_Work instruction A:_ Please translate this sentence from the article about the Milgrams' Lake Forest house into Spanish: "The Milgrams seem to like it that way."
_Work instruction B:_ According to the article about the Milgrams' Lake Forest house, what two kinds of pottery do the Milgrams collect?
_Work instruction C:_ Extend the article about the Milgrams' Lake Forest house, picking up after its final sentence.

_Document text:_
--- START ---
In a 25,000-square-foot building, there’s always something that needs attention. Jim and Carol Milgram–who live in the house in western Lake Forest designed for the family of advertising mogul and philanthropist Albert Lasker in 1927– know this firsthand, and Carol spends a great deal of her time managing various construction projects. “If you don’t have the patience and the interest in problem solving, this is not a place for you,” she said. Certainly it helps that Jim is good with his hands: he’s an orthopedic surgeon, and casually allows that he handles a substantial portion of the electrical work around the place by himself.
Like other Adler owners, the Milgrams have been creative about using the existing spaces in their home as is. While much of the house offers recreational venues for the Milgrams and their two teenage sons, they use quite a bit of it to store all the things they collect. In addition to the antique furniture, paintings and objects they inherited from Jim Milgram’s parents, they have their own collections of books, Flow Blue and Delft pottery and Civil War memorabilia.
Oddly, the collections are almost invisible set against the architecture of the house. The basketball court-sized living room features parquet de Versailles flooring, 18th Century pine millwork and reverse-painted glass accents. Twin sun porches sport floors of herringbone-glazed brick. Grand interior gestures such as these tend to blunt the impact of even the most striking decorative objects.
The Milgrams seem to like it that way. Jim explains that he’s a collector, and collectors want things in as original a condition as they can get. “The house has become like an extension of my collections,” he said.
If you’re a collector, you don’t necessarily have to live in an Adler-designed house to enjoy its pleasures. Taking a cue from Adler’s own methodology, one lucky individual authentically experiences the luxury of Adler’s design genius without actually living in one of his works.
--- END ---
[Saved data entries]
--- START ---
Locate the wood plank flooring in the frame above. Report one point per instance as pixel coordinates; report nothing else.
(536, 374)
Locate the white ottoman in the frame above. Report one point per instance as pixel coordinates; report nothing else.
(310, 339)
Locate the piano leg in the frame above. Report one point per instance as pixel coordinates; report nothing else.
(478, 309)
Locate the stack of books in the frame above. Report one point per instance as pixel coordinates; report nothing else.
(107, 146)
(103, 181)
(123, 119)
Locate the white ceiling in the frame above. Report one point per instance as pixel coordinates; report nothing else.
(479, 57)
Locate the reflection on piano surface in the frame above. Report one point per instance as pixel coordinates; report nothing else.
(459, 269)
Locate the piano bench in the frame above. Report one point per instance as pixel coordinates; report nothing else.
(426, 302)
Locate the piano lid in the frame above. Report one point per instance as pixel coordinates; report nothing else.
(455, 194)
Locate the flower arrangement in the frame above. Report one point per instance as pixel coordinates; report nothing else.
--- END ---
_Expected answer A:_ A los Milgram parece gustarles así.

_Expected answer B:_ Flow Blue and Delft pottery.

_Expected answer C:_
During the heyday of the great American country house, rich Americans commonly imported large chunks of the grand European castles and chateaux they wanted their homes to emulate. Adler and Elkins were highly skilled in tracking down unique examples of paneling, antique hand-painted wallpapers, and exotic flooring for installation for their clients. So it is somehow fitting to find a room from one of Adler’s North Shore mansions in a townhouse on New York’s Lower East Side.
Once the current owners moved into the 1931 Lake Bluff house built for the Lester Armours, they decided that they didn’t like Mrs. Armour’s extraordinary bathroom, most notable because nearly every surface but its floor was covered, Versailles-like, in mirrored Venetian glass. According to New York interior decorator Miles Redd, when his friend James Shearron, an editor at House & Garden, found out about this, he tried–unsuccessfully–to convince the Art Institute to buy the room. Eventually it found its way to Salvage One, the architectural salvage dealer in Chicago. Redd, who had only seen photographs of the room, called to put in a bid but found that another party had put it on hold. “I was waiting in the wings, credit card in hand,” he said, and three months later, Salvage One called him to say it was his if he still wanted it.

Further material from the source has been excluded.